■ EXERCISE MATERIALS
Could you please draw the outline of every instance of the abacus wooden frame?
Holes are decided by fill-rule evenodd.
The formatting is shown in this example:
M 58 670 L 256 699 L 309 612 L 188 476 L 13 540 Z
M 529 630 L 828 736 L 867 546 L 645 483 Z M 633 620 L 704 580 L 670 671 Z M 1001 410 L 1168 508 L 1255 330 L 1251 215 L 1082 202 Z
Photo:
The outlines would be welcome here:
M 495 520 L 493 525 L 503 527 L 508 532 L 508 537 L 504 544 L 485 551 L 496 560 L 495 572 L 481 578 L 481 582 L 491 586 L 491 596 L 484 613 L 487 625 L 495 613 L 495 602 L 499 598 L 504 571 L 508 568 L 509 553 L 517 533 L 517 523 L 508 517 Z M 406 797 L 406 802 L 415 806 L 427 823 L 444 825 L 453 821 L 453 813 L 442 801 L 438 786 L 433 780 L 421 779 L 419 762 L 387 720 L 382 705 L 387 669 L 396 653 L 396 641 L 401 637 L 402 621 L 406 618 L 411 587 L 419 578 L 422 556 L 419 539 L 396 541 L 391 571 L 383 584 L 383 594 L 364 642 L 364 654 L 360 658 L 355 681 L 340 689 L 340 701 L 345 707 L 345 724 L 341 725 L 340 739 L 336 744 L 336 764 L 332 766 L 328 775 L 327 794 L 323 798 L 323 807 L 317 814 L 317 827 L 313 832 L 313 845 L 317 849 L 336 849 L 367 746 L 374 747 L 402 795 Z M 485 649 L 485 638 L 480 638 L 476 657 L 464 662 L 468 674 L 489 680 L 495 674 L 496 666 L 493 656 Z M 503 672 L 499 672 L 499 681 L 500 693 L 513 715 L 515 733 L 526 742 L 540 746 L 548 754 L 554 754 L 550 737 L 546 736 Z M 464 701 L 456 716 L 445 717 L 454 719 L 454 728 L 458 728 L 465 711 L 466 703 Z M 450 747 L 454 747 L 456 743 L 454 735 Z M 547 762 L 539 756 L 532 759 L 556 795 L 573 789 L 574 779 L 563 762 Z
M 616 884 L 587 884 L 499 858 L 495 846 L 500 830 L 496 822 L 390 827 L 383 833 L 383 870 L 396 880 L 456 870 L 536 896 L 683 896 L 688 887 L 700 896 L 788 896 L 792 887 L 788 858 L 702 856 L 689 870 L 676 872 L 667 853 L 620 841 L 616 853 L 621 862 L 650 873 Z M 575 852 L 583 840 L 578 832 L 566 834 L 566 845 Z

■ PROBLEM TO WORK ON
Arrange each line of the listing above into a numbered list, skipping any blank lines.

■ ANSWER TO THIS TASK
1. Could you please draw the outline of every instance of the abacus wooden frame?
2. Holes are decided by fill-rule evenodd.
3. The formatting is shown in this example:
4. M 58 670 L 256 699 L 309 612 L 188 476 L 13 540 Z
5. M 529 630 L 828 736 L 867 546 L 645 483 Z M 633 620 L 704 580 L 670 671 Z M 1001 410 L 1168 508 L 1255 330 L 1251 215 L 1082 202 Z
6. Photo:
7. The outlines would be welcome here:
8. M 495 520 L 493 525 L 503 527 L 508 532 L 508 537 L 504 544 L 485 551 L 496 560 L 495 572 L 481 578 L 481 582 L 491 586 L 491 596 L 484 613 L 487 625 L 495 613 L 495 602 L 499 598 L 504 571 L 508 568 L 509 553 L 517 533 L 517 523 L 508 517 Z M 406 797 L 406 802 L 415 806 L 427 823 L 444 825 L 453 821 L 453 813 L 442 801 L 438 786 L 433 780 L 421 779 L 419 762 L 387 720 L 382 705 L 387 669 L 396 653 L 396 641 L 401 637 L 402 621 L 406 618 L 411 587 L 419 578 L 422 556 L 419 539 L 396 541 L 391 571 L 383 584 L 383 594 L 364 642 L 364 654 L 360 658 L 355 681 L 340 689 L 340 701 L 345 707 L 345 724 L 341 725 L 340 739 L 336 744 L 336 764 L 332 766 L 328 775 L 327 794 L 323 798 L 323 807 L 317 814 L 317 827 L 313 832 L 313 845 L 317 849 L 336 849 L 367 746 L 374 747 L 402 795 Z M 485 649 L 485 638 L 480 638 L 476 657 L 464 662 L 468 674 L 489 680 L 495 674 L 496 666 L 493 656 Z M 503 672 L 499 672 L 499 681 L 500 693 L 513 715 L 515 733 L 526 742 L 540 746 L 548 754 L 554 754 L 550 737 L 546 736 Z M 464 701 L 456 716 L 445 717 L 454 719 L 454 728 L 458 728 L 465 711 L 466 703 Z M 450 747 L 454 747 L 456 743 L 454 735 Z M 547 762 L 539 756 L 532 759 L 556 795 L 573 789 L 574 779 L 563 762 Z
9. M 616 884 L 587 884 L 499 858 L 495 846 L 500 830 L 496 822 L 390 827 L 383 833 L 383 870 L 396 880 L 456 870 L 536 896 L 683 896 L 688 887 L 700 896 L 788 896 L 792 887 L 788 858 L 702 856 L 689 870 L 676 872 L 667 853 L 620 841 L 616 853 L 621 862 L 650 873 Z M 575 852 L 583 840 L 578 832 L 566 834 L 566 845 Z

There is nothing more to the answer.